TASK GOAL
Put the lines below into a JSON list of strings, one string per line and no strings for blank lines, taking everything from the line containing "robin, your assistance would be valued." down to the last line, both included.

RECORDS TO USE
::::::::
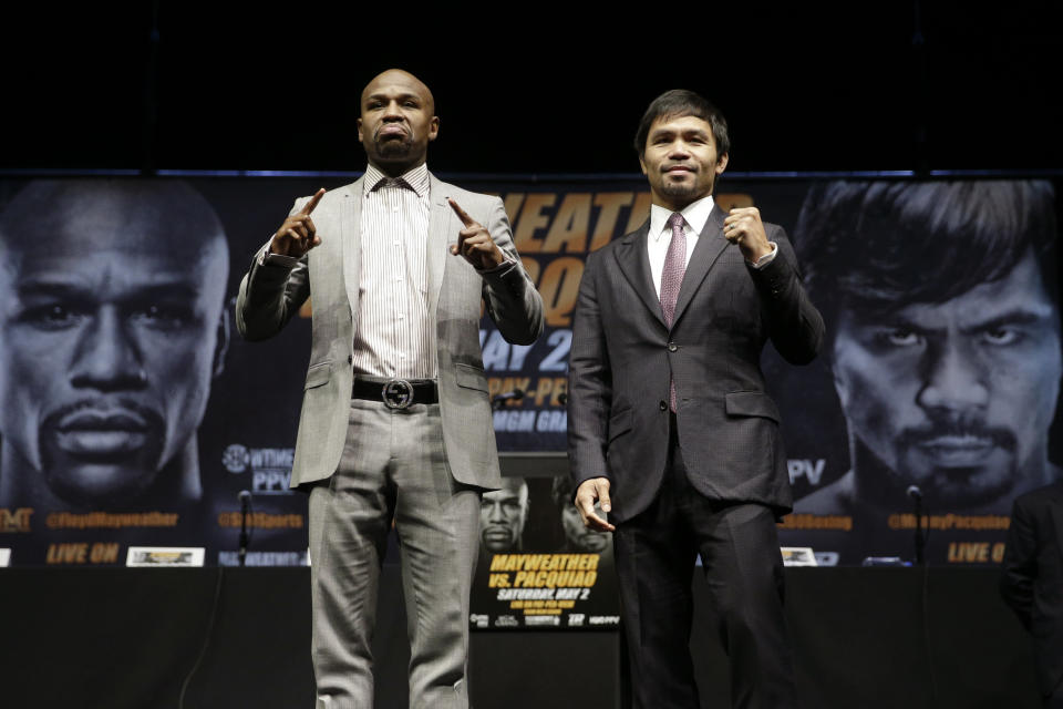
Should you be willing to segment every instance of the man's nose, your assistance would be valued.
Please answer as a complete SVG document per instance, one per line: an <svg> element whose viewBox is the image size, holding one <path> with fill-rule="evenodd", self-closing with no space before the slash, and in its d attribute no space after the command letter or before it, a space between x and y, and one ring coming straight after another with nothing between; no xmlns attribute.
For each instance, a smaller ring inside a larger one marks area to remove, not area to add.
<svg viewBox="0 0 1063 709"><path fill-rule="evenodd" d="M497 503L497 502L492 503L492 505L491 505L491 514L487 516L487 520L488 520L488 522L505 522L505 521L506 521L506 515L504 515L504 514L502 513L502 504L500 504L500 503Z"/></svg>
<svg viewBox="0 0 1063 709"><path fill-rule="evenodd" d="M681 160L690 156L690 147L683 141L674 141L668 146L668 156L672 160Z"/></svg>
<svg viewBox="0 0 1063 709"><path fill-rule="evenodd" d="M985 366L970 345L949 341L931 346L925 366L918 397L923 409L962 412L989 403Z"/></svg>
<svg viewBox="0 0 1063 709"><path fill-rule="evenodd" d="M116 308L101 308L79 338L70 371L74 387L114 391L147 383L136 341Z"/></svg>
<svg viewBox="0 0 1063 709"><path fill-rule="evenodd" d="M405 116L402 114L402 111L399 110L398 101L389 101L388 105L384 106L384 114L382 116L384 121L404 121Z"/></svg>

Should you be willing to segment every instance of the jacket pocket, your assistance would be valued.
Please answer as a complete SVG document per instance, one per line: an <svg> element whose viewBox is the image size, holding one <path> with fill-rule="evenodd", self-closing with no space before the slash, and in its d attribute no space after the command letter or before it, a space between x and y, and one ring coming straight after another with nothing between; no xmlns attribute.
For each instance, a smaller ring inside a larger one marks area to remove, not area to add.
<svg viewBox="0 0 1063 709"><path fill-rule="evenodd" d="M313 389L314 387L320 387L321 384L329 381L332 378L332 360L326 360L323 362L318 362L312 364L310 369L307 370L307 382L303 384L303 390Z"/></svg>
<svg viewBox="0 0 1063 709"><path fill-rule="evenodd" d="M631 409L621 409L617 411L611 417L609 417L609 443L611 443L618 435L627 433L632 428L634 428L634 422L631 415Z"/></svg>
<svg viewBox="0 0 1063 709"><path fill-rule="evenodd" d="M763 391L732 391L724 395L729 417L762 417L778 423L778 407Z"/></svg>
<svg viewBox="0 0 1063 709"><path fill-rule="evenodd" d="M455 362L454 379L457 381L458 387L476 389L487 393L487 376L484 374L484 370L479 369L478 367Z"/></svg>

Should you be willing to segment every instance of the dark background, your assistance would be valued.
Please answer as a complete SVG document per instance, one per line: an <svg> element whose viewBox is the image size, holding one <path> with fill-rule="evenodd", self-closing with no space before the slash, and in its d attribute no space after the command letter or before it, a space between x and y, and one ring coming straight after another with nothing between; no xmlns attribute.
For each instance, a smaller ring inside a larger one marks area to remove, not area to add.
<svg viewBox="0 0 1063 709"><path fill-rule="evenodd" d="M435 92L444 173L637 171L675 86L727 115L732 172L1063 165L1047 1L12 4L0 168L360 171L391 65Z"/></svg>

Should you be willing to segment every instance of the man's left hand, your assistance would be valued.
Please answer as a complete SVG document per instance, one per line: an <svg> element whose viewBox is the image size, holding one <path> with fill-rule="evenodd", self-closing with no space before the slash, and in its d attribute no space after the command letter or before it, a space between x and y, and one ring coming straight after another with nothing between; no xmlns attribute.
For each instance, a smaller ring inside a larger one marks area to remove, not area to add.
<svg viewBox="0 0 1063 709"><path fill-rule="evenodd" d="M772 253L764 223L761 222L761 210L756 207L731 209L723 220L723 236L732 244L737 244L742 256L752 264Z"/></svg>
<svg viewBox="0 0 1063 709"><path fill-rule="evenodd" d="M451 246L451 254L455 256L461 254L474 268L479 270L491 270L502 266L505 256L502 249L491 238L491 233L485 229L476 219L468 216L465 209L457 206L453 199L447 199L454 214L462 220L465 228L457 233L457 244Z"/></svg>

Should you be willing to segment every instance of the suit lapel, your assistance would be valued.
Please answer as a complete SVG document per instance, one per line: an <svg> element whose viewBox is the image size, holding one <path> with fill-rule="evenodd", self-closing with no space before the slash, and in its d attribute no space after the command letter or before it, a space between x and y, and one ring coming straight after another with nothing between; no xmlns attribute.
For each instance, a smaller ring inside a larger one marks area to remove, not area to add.
<svg viewBox="0 0 1063 709"><path fill-rule="evenodd" d="M429 249L429 316L435 320L436 307L440 304L440 290L443 287L443 275L446 270L447 244L451 235L457 239L457 228L447 229L454 210L447 204L447 185L429 173L429 237L425 247ZM456 216L454 218L457 218Z"/></svg>
<svg viewBox="0 0 1063 709"><path fill-rule="evenodd" d="M344 187L343 206L340 215L340 263L343 265L341 289L347 290L347 302L351 308L351 321L358 315L358 294L362 268L362 179L359 177Z"/></svg>
<svg viewBox="0 0 1063 709"><path fill-rule="evenodd" d="M640 226L636 232L620 239L617 249L617 264L620 271L628 279L634 291L642 298L642 302L650 309L661 325L664 325L664 315L661 312L661 299L653 288L653 274L650 271L650 254L647 250L646 239L650 233L650 222Z"/></svg>
<svg viewBox="0 0 1063 709"><path fill-rule="evenodd" d="M1060 497L1063 491L1059 485L1052 489L1051 497L1047 500L1049 513L1052 515L1052 526L1055 527L1055 548L1063 554L1063 504Z"/></svg>
<svg viewBox="0 0 1063 709"><path fill-rule="evenodd" d="M675 300L675 317L672 319L672 327L683 317L683 311L693 299L701 281L705 279L709 269L716 263L723 249L727 247L727 239L723 238L723 209L719 205L714 206L705 222L705 227L698 237L698 246L694 253L690 255L690 263L687 264L687 271L683 274L683 284L679 288L679 298Z"/></svg>

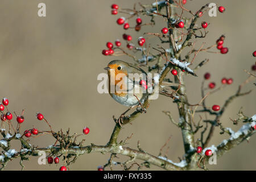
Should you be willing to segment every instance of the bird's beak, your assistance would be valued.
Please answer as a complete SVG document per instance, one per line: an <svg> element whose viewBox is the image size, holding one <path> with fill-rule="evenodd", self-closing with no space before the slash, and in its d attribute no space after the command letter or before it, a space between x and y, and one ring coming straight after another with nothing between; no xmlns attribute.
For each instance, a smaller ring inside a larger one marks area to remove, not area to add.
<svg viewBox="0 0 256 182"><path fill-rule="evenodd" d="M106 69L106 70L110 70L111 68L109 68L109 67L108 67L104 68L104 69Z"/></svg>

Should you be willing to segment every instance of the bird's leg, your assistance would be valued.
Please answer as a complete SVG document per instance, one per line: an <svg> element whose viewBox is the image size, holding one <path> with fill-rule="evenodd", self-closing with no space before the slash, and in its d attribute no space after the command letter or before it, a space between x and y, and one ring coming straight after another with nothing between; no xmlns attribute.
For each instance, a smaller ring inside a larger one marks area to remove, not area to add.
<svg viewBox="0 0 256 182"><path fill-rule="evenodd" d="M139 105L138 106L140 105L141 108L142 109L143 111L144 111L144 113L146 113L146 109L144 108L143 106L141 104L141 101L139 101L139 99L138 98L138 97L135 94L134 94L133 96L136 97L136 98L137 99L138 101L139 102Z"/></svg>

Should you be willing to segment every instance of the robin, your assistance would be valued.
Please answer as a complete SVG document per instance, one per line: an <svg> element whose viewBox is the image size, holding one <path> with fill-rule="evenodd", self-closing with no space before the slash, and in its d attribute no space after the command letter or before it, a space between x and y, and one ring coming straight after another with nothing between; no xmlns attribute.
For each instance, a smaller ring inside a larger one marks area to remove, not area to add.
<svg viewBox="0 0 256 182"><path fill-rule="evenodd" d="M140 105L144 112L142 103L148 96L147 90L147 73L143 69L121 60L110 61L104 68L108 71L109 77L109 93L110 96L118 103L129 106L129 109L121 114L120 120L125 113L135 106ZM132 75L131 75L132 74ZM142 75L141 75L142 74ZM133 75L142 76L140 80ZM113 90L112 88L114 88Z"/></svg>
::::::::
RESULT OF THE TASK
[
  "Should you be willing to segment every instance of the robin, your assistance would be valued.",
  "Please answer as a complete SVG document per instance, one per line: an <svg> element whose viewBox is the image size, holding one <path> with fill-rule=\"evenodd\", self-closing with no space before the slash, and in its d attribute no space after the command letter or before it, a space between x and y, and one ring coming straight after another with nothing between; no xmlns attribute.",
  "For each instance, a smaller ring inside a larger one marks area to remove, not area to add.",
  "<svg viewBox=\"0 0 256 182\"><path fill-rule=\"evenodd\" d=\"M140 105L144 112L142 103L148 96L147 90L147 73L143 69L121 60L110 61L104 68L108 71L109 77L109 93L110 96L118 103L129 106L129 109L121 114L120 120L125 113L135 106ZM132 75L131 75L132 74ZM142 75L141 75L142 74ZM133 75L142 76L140 80ZM113 90L112 88L114 88Z\"/></svg>"
]